[Text-to-region grounding data]

--- --- ---

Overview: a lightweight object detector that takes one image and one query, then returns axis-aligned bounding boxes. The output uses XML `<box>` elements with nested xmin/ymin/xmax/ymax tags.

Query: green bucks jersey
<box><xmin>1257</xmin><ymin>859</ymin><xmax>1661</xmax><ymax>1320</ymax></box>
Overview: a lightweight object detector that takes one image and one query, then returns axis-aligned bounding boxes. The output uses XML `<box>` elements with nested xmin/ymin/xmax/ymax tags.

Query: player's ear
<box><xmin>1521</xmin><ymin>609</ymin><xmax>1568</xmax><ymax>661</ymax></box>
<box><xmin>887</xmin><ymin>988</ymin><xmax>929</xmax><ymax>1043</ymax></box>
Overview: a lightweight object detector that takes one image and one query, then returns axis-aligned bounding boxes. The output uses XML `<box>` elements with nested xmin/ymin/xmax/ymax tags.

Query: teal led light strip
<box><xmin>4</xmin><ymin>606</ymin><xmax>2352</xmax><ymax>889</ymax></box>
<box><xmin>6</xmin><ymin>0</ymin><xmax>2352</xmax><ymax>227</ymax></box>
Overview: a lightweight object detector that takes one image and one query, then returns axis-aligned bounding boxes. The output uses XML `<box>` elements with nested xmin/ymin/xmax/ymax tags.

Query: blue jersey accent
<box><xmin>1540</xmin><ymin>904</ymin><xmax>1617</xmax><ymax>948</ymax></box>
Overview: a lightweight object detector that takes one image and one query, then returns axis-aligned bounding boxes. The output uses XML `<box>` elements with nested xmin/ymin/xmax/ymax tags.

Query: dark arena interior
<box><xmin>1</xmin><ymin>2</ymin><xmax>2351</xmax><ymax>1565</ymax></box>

--- --- ---

What you output should match every line above exactly.

Overview: a lightweight object detector that takes one image and one query, then returns axis-aligned bounding boxes. The output uses XML `<box>` elements with nested xmin/ymin/xmax/ymax tags.

Query: green bucks jersey
<box><xmin>1257</xmin><ymin>859</ymin><xmax>1661</xmax><ymax>1320</ymax></box>
Overview: a lightweight object detector that takes one image and one query, then returns axis-aligned bounding boxes. The output uses XML `<box>` elements with nested xmin/ymin/xmax/ymax tags.

Query: player's ear
<box><xmin>1521</xmin><ymin>609</ymin><xmax>1568</xmax><ymax>661</ymax></box>
<box><xmin>887</xmin><ymin>988</ymin><xmax>929</xmax><ymax>1043</ymax></box>
Overview: a lightweight object detector that takes one image and one query, then returns axis-aligned bounding boxes. The output uses XML `<box>` elements with nested xmin/ymin/xmax/ymax tags.

Query: teal led light strip
<box><xmin>4</xmin><ymin>606</ymin><xmax>2352</xmax><ymax>889</ymax></box>
<box><xmin>6</xmin><ymin>0</ymin><xmax>2352</xmax><ymax>227</ymax></box>
Overview: a lightweight object detector that takes one image and one query, then returns axis-aligned bounding boxes. The output uses XML `<box>` elements with nested xmin/ymin/xmax/ymax tags.

Query: blue jersey accent
<box><xmin>1540</xmin><ymin>904</ymin><xmax>1617</xmax><ymax>948</ymax></box>
Overview: a lightweight object detector that takes one image and one query, then returns axis-aligned bounding boxes. The output uses XML `<box>` elements with nested xmin/ymin/xmax/ymax tags.

Query: dark arena interior
<box><xmin>1</xmin><ymin>2</ymin><xmax>2351</xmax><ymax>1565</ymax></box>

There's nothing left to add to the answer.